#### TEXTO ELEGIDO:
((

Hoy, la restricción presupuestaria

27 agosto de 2018

Por Ezequiel Baum Economista especializado en educación financiera, autor de “Ordená tu Economía” y fundador de Trainer Financiero

-Si está comparando el reclamo de los científicos con pedir flan, me parece malísimo.

Tengo un grupo de Whatsapp con tres amigos de toda la vida. Uno de ellos es científico posdoctorado en química en Conicet-UBA y otro es un ingeniero con años de experiencia en la industria aeroespacial en la Conae. Amábamos Cha Cha Chá y toda la vida nos la pasamos repitiendo frases de sus sketches. Hace tiempo que evitamos hablar de política.

))

#### DATOS EXTRAÍDOS:
((

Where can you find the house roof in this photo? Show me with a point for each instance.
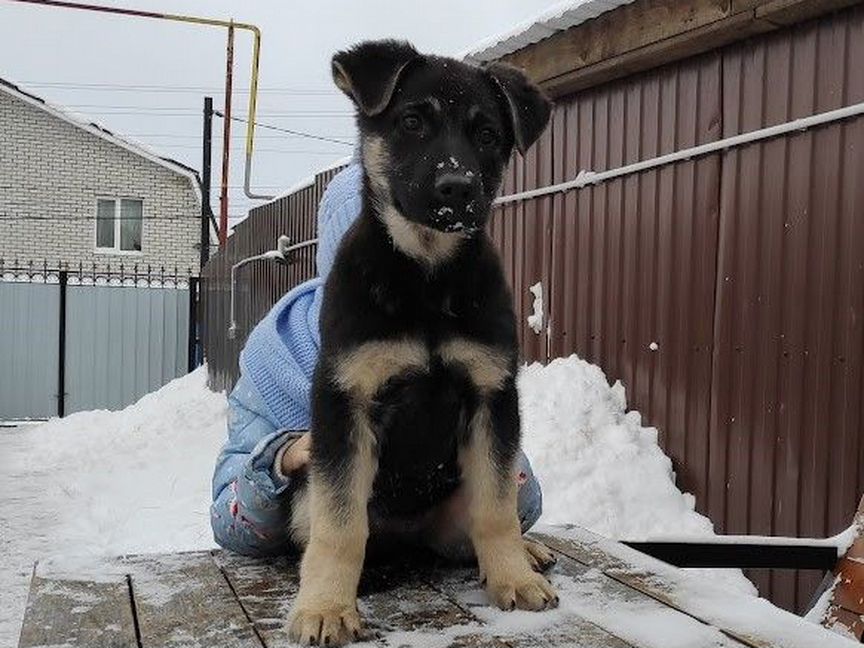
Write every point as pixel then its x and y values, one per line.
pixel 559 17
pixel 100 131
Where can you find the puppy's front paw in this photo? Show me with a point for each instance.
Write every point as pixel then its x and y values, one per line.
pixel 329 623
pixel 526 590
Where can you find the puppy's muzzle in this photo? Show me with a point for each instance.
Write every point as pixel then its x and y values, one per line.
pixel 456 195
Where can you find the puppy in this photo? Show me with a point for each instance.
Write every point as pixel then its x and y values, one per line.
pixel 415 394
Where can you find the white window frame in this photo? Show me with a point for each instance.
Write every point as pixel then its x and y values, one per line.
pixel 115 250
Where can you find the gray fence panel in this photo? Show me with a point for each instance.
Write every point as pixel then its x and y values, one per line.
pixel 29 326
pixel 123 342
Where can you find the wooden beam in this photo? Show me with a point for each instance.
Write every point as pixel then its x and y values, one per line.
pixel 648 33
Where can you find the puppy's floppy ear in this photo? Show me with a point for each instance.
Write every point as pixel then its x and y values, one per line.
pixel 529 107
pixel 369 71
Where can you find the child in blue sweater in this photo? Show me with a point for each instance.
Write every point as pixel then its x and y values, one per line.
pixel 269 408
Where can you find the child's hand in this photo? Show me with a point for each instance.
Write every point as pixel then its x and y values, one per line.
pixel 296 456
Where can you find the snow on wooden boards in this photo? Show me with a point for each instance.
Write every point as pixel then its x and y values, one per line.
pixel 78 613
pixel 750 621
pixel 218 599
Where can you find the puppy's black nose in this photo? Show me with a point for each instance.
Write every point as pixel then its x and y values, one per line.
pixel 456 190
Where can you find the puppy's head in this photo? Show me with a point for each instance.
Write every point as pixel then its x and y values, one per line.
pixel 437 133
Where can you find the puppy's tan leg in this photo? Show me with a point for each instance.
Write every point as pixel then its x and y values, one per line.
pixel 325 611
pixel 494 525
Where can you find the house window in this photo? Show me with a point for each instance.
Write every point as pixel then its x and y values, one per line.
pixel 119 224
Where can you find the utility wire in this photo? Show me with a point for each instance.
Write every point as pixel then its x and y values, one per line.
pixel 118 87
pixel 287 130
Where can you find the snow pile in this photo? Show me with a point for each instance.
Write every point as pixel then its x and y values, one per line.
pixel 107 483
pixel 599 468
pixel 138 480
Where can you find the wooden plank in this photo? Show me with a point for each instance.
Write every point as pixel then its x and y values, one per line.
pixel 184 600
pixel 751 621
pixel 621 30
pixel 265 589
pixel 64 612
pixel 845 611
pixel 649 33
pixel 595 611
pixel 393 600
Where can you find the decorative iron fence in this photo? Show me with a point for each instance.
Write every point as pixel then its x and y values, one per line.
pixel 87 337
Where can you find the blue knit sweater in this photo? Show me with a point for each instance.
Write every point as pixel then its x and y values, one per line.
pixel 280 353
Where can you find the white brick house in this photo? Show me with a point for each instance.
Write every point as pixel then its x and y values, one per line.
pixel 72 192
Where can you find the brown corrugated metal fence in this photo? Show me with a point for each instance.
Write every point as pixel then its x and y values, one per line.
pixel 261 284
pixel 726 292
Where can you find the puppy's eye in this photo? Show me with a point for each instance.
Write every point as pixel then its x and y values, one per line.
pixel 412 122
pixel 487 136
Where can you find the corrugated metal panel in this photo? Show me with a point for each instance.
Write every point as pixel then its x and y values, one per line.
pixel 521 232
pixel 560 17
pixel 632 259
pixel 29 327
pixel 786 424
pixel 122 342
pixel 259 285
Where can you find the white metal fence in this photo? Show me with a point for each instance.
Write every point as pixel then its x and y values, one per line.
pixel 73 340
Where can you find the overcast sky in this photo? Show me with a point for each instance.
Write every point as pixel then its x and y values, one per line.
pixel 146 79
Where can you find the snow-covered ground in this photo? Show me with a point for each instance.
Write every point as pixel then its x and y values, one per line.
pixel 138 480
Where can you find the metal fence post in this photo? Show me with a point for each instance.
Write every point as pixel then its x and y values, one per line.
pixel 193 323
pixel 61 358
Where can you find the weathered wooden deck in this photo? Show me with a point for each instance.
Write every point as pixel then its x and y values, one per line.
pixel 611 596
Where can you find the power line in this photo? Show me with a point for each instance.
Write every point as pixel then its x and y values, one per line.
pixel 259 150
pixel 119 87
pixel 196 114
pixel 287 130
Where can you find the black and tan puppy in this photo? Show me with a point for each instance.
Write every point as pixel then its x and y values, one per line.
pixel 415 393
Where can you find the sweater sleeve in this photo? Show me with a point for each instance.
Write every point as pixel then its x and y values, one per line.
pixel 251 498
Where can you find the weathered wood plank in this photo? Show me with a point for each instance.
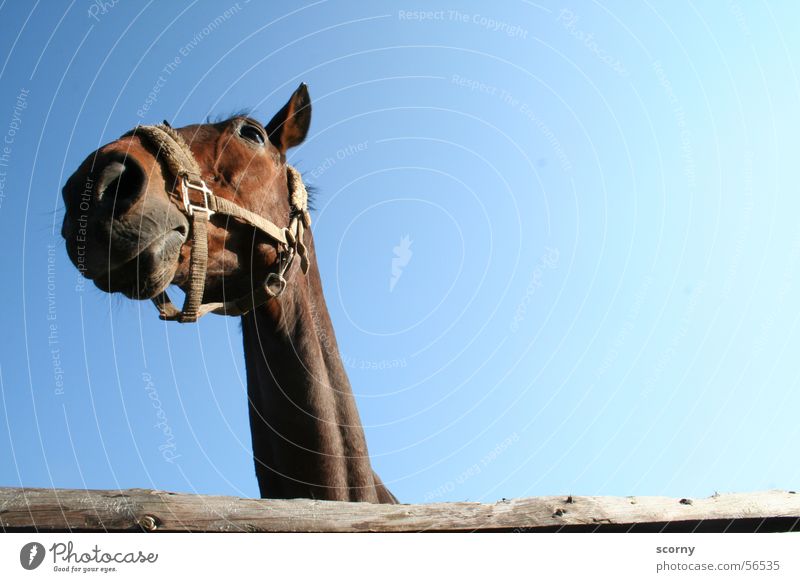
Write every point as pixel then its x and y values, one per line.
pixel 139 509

))

#### OBJETIVOS:
A – Según la columna sobre la restricción presupuestaria, ¿en qué industria tiene años de experiencia el amigo ingeniero?
B – Retoma la columna sobre la restricción presupuestaria y sigue escribiéndola a partir de su última oración.

#### RESPUESTAS POR TAREA:
A – En la industria aeroespacial, en la Conae.

B –
Pero cuando envié el video de Alfredo Casero sobre el flan empezaron los intercambios. El clip de la entrevista en la que le trata de explicarle a Fantino lo que piensa de los reclamos a Macri, se metió en todas las conversaciones y situaciones cotidianas. Además de abrir antojos, renovó discusiones entre amigos, familiares y compañeros de trabajo respecto a qué se le puede pedir a un gobierno que, desde hace casi tres años, está intentando normalizar la economía (la casa incendiada en la metáfora de Casero). Muchos, para ofenderse, quisieron interpretar el pedido de flan como la equiparación de los reclamos populares a la demanda de lujos. Otros fueron más lejos y notaron que la metáfora del flan entraba perfecto para los que corren al Gobierno por izquierda y por derecha. En mi grupo de Whatsapp el tema no es fácil porque las decisiones políticas afectan negativamente las vidas profesionales de mis amigos.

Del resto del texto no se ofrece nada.